### Requirements
Find the line that contains "the woman's lips"; then retype it and each line after it, exactly, through the final line of the data below.

### Items
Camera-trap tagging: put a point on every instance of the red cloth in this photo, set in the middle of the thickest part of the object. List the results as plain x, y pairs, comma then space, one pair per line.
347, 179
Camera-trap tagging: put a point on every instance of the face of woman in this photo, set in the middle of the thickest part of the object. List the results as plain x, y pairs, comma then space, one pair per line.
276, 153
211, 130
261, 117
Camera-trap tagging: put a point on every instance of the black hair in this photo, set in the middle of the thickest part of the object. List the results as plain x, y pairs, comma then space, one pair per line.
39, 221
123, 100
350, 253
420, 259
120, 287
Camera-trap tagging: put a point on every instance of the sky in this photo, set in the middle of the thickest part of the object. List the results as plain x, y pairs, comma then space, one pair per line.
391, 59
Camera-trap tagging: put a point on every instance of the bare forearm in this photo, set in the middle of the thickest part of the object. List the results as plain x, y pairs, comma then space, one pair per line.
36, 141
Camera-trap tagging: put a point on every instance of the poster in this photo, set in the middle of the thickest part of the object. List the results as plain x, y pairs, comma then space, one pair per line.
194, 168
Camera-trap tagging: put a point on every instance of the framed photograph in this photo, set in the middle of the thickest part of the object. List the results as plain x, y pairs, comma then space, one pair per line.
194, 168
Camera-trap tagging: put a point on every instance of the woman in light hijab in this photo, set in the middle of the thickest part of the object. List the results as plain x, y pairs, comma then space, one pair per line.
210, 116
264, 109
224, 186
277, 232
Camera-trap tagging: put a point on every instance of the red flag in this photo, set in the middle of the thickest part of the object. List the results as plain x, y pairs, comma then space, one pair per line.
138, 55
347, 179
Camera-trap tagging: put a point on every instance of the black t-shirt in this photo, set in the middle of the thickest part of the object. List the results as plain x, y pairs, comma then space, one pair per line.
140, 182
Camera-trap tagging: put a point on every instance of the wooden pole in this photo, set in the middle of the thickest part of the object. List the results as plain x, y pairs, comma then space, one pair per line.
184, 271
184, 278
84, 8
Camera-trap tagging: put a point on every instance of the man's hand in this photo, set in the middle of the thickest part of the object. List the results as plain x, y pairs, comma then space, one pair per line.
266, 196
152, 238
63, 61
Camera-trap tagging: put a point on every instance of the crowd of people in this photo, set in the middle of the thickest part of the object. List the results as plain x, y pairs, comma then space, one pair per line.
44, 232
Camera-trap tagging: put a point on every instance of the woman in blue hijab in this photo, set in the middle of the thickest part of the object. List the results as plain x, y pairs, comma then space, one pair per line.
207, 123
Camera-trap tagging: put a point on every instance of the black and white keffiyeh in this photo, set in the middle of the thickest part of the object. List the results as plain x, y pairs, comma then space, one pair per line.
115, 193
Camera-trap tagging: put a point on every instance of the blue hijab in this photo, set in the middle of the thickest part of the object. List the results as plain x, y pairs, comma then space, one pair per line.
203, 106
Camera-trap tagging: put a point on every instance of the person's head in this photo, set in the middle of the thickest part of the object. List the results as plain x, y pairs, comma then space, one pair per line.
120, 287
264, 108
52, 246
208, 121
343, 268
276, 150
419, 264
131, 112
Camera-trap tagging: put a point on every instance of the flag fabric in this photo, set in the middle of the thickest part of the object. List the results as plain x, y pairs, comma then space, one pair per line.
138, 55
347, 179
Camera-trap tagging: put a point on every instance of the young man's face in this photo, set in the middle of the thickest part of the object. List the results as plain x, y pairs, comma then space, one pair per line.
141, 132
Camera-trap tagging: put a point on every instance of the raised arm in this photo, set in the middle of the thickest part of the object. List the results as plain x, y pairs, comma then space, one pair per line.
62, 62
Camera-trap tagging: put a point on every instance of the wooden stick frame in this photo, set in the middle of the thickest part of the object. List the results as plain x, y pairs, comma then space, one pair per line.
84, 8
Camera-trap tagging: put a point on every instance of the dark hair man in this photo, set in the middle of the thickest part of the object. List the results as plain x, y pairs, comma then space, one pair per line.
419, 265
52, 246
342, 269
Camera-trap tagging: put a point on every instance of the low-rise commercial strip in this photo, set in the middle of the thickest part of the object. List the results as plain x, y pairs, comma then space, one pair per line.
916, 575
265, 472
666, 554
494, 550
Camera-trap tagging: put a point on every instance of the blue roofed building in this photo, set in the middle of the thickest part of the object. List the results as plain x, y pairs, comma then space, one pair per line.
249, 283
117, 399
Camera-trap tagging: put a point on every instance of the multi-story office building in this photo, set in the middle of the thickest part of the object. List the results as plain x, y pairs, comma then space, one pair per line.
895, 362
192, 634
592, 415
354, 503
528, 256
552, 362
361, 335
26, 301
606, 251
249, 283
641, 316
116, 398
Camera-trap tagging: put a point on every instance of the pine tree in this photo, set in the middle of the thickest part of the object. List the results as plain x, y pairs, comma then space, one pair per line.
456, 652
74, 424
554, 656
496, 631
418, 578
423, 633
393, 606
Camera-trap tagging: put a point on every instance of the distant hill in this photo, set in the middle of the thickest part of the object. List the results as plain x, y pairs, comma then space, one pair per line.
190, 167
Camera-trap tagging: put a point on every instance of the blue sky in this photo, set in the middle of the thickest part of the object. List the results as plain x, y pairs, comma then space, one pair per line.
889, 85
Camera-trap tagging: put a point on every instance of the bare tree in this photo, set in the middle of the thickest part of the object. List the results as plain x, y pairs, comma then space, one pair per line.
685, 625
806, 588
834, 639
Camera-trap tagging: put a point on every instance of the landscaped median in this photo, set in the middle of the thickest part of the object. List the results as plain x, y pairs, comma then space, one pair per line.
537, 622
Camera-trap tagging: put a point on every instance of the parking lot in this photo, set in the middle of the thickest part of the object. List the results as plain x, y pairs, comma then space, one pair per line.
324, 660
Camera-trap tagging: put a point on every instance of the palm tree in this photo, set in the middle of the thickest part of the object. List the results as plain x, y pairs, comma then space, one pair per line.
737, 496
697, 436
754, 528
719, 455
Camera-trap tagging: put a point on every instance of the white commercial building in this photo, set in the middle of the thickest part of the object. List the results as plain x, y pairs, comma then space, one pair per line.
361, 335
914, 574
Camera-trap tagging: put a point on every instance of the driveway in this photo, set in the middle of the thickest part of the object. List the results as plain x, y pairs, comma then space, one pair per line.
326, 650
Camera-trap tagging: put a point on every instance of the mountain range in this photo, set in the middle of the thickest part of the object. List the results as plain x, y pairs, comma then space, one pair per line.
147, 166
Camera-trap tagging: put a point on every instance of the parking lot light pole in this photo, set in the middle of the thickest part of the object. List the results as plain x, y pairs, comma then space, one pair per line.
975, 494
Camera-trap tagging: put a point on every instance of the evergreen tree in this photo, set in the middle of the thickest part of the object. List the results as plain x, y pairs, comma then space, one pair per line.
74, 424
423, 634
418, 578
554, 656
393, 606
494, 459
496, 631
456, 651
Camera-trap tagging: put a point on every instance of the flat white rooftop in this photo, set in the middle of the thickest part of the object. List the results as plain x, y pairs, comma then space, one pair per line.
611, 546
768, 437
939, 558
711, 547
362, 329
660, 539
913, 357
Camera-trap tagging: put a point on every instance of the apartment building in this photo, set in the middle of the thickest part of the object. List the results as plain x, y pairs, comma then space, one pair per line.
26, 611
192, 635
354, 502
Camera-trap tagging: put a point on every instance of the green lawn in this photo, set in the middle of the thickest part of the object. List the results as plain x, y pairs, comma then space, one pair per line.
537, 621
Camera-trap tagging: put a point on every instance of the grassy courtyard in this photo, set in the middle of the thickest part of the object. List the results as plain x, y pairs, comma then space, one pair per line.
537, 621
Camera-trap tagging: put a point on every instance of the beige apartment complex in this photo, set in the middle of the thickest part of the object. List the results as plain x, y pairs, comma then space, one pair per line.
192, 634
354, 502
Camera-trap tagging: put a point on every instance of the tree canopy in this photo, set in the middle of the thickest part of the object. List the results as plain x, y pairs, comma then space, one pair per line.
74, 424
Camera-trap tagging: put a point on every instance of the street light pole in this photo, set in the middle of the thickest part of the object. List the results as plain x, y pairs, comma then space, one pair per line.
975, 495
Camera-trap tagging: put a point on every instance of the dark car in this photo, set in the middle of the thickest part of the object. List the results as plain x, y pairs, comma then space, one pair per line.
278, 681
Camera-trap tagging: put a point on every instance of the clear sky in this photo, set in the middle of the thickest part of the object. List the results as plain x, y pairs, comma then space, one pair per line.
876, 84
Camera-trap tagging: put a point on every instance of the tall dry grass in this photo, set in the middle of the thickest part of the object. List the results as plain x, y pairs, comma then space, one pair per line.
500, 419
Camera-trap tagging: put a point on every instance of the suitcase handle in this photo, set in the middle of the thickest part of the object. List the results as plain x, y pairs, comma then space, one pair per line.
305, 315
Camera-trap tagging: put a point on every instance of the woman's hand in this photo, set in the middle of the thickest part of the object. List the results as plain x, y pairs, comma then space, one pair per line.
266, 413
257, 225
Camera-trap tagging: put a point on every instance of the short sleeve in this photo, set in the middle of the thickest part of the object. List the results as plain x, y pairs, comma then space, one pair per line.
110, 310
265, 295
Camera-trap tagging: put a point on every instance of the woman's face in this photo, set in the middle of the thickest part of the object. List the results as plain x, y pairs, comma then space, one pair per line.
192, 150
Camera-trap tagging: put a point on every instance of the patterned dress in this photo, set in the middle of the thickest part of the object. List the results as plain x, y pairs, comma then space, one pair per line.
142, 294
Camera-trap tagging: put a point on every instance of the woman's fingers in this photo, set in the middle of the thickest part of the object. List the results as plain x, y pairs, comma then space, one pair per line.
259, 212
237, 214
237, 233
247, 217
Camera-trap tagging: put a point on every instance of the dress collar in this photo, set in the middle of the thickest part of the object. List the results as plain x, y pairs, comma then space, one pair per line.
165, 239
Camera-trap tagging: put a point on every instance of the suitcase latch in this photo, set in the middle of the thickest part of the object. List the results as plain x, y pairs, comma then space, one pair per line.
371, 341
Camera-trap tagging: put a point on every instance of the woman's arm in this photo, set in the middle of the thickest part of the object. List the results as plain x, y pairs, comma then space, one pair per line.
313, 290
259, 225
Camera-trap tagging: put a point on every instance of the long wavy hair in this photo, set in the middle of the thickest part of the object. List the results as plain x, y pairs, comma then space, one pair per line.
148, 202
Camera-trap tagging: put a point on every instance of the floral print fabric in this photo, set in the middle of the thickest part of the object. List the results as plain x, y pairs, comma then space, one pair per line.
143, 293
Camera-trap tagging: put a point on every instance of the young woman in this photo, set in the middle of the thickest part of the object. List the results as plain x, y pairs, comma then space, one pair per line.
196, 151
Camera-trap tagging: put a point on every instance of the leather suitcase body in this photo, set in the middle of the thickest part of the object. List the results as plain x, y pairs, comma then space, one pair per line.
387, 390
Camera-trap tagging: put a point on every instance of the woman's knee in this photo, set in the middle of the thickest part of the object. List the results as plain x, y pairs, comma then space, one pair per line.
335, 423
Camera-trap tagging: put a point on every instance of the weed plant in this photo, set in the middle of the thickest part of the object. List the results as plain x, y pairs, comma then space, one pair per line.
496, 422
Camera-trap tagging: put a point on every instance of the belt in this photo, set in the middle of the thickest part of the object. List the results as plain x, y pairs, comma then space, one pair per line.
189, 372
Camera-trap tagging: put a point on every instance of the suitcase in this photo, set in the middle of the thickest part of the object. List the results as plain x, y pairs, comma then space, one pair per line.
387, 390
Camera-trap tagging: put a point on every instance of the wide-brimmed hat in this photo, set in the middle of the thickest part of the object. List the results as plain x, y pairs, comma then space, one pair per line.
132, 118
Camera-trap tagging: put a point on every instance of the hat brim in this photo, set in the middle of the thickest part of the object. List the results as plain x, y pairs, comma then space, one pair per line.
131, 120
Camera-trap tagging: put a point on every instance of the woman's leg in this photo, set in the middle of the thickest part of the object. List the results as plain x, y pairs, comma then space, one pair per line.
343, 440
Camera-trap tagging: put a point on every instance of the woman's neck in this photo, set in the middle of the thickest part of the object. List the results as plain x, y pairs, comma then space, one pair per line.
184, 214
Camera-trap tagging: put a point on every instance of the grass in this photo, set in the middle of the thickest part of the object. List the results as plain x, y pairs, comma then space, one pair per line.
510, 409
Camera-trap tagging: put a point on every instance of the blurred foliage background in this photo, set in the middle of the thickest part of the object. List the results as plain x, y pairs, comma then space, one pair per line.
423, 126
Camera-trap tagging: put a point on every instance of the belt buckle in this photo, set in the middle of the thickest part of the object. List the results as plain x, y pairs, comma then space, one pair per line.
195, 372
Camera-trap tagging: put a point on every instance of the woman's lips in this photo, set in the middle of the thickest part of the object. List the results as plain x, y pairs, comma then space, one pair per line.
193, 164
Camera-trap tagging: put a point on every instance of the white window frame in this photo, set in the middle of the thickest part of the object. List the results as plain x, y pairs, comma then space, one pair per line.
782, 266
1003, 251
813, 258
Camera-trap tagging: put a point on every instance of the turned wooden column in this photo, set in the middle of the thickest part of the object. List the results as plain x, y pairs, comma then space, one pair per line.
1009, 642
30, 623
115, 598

### Result of this task
Camera-trap tagging: put a point on every instance of the woman's lips in this photo, set in the middle of the thickest part of the object. List the results as plain x, y pairs, comma then space, one pair per line.
193, 164
Camera-trap tagging: put a point on every instance of the white window frame in this photo, set in the middle of the thickest part of the object. List the results as plain x, y pairs, comma then space, one pair per line.
782, 266
1003, 251
813, 258
Camera-trap tagging: put a point on every instance of the turned wooden column in this photo, set in the middle of the thickest part of the object. List the results as plain x, y pairs, comma then space, one pair per line.
1009, 642
30, 623
115, 598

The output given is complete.